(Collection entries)
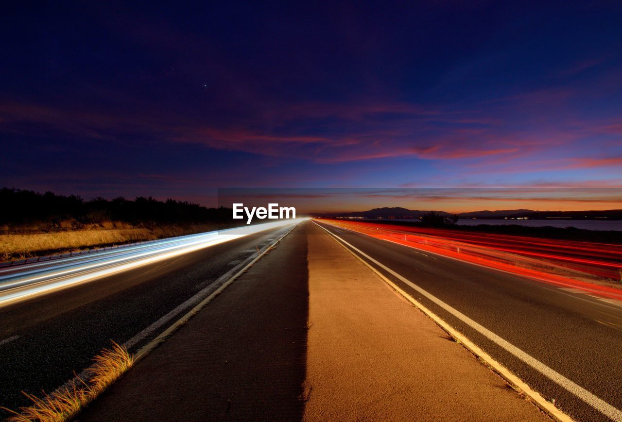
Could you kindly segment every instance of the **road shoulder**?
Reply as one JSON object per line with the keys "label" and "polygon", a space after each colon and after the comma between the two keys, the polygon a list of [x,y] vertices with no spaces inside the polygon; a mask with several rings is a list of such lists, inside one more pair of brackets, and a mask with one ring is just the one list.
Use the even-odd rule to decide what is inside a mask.
{"label": "road shoulder", "polygon": [[308,243],[305,420],[547,419],[320,227]]}

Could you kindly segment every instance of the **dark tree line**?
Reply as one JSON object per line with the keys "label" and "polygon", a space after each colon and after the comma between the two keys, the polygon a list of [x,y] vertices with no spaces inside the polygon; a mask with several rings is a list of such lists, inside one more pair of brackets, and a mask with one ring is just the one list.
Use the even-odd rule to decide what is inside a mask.
{"label": "dark tree line", "polygon": [[8,188],[0,190],[0,224],[8,225],[54,223],[67,219],[83,224],[104,221],[132,224],[228,222],[232,221],[233,215],[230,208],[207,208],[171,199],[163,201],[141,196],[133,200],[119,197],[85,201],[75,195]]}

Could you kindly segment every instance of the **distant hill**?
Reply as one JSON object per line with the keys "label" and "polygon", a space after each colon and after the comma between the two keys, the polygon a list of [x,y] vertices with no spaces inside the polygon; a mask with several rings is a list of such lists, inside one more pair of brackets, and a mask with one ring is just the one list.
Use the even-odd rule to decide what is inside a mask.
{"label": "distant hill", "polygon": [[532,209],[500,209],[499,211],[471,211],[469,213],[460,213],[458,217],[463,218],[473,218],[474,217],[480,218],[503,218],[509,216],[522,216],[525,214],[536,213]]}
{"label": "distant hill", "polygon": [[[419,219],[421,216],[428,214],[430,211],[408,209],[402,207],[384,207],[374,208],[369,211],[352,213],[341,213],[325,214],[325,217],[338,217],[342,218],[413,218]],[[443,216],[453,215],[445,211],[435,211]],[[477,218],[493,219],[499,218],[527,218],[529,219],[622,219],[622,209],[608,209],[605,211],[534,211],[533,209],[500,209],[498,211],[478,211],[460,213],[458,214],[461,219]]]}
{"label": "distant hill", "polygon": [[[353,213],[341,213],[334,214],[330,216],[350,218],[419,218],[421,216],[428,214],[429,211],[420,211],[419,209],[407,209],[399,206],[384,207],[374,208],[365,211]],[[452,215],[445,211],[435,211],[442,216]]]}

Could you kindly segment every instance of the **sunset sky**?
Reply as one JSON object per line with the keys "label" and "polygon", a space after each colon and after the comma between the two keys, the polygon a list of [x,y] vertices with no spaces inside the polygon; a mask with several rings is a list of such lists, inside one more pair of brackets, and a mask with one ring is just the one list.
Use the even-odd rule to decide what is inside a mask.
{"label": "sunset sky", "polygon": [[0,185],[622,188],[622,2],[132,2],[4,6]]}

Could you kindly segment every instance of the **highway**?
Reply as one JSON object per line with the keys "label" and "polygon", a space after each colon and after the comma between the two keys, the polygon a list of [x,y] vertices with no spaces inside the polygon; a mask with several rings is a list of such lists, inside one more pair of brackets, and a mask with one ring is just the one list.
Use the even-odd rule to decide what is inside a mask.
{"label": "highway", "polygon": [[573,418],[622,420],[622,302],[313,221]]}
{"label": "highway", "polygon": [[39,396],[53,391],[111,340],[136,352],[299,222],[4,268],[0,406],[28,404],[22,390]]}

» **GIVEN INSTRUCTION**
Please format the lines from the one containing "Could you kindly segment every instance of the **sunset" through the end as a two-column CSV with the headers input and output. Each row pairs a line's text with its answer, each in one quoted field with line breaks replaced by spaces.

» **EXERCISE RESPONSE**
input,output
"Could you kindly segment every instance of the **sunset sky**? Reply as one JSON object per line with the keys ""label"" and ""polygon"", a space after each colon and after the comma between the two keys, the polygon a list of [x,y] vertices with no spaces inside the polygon; a mask with several rings is a list of such lists, inside one more pair of brackets, and a mask with one ring is just the one list. Use the even-odd rule to decide what is inside a mask.","{""label"": ""sunset sky"", ""polygon"": [[0,185],[622,188],[622,2],[132,2],[4,6]]}"
"Could you kindly segment every instance of the **highway**? Reply as one JSON object per line with the keys ""label"" and ""polygon"", a space after each colon and after the comma between the two keys, the polygon a list of [x,y] vertices with no spaces inside the polygon; a mask with several rings is a list of such lists, inside one more pair of brackets, and a mask with one ring is just the one list. Use the even-odd rule to decide what is inside a mask.","{""label"": ""highway"", ""polygon"": [[573,418],[622,420],[622,302],[313,221]]} {""label"": ""highway"", ""polygon"": [[39,396],[53,391],[111,340],[136,352],[299,222],[4,268],[0,406],[28,404],[22,390]]}"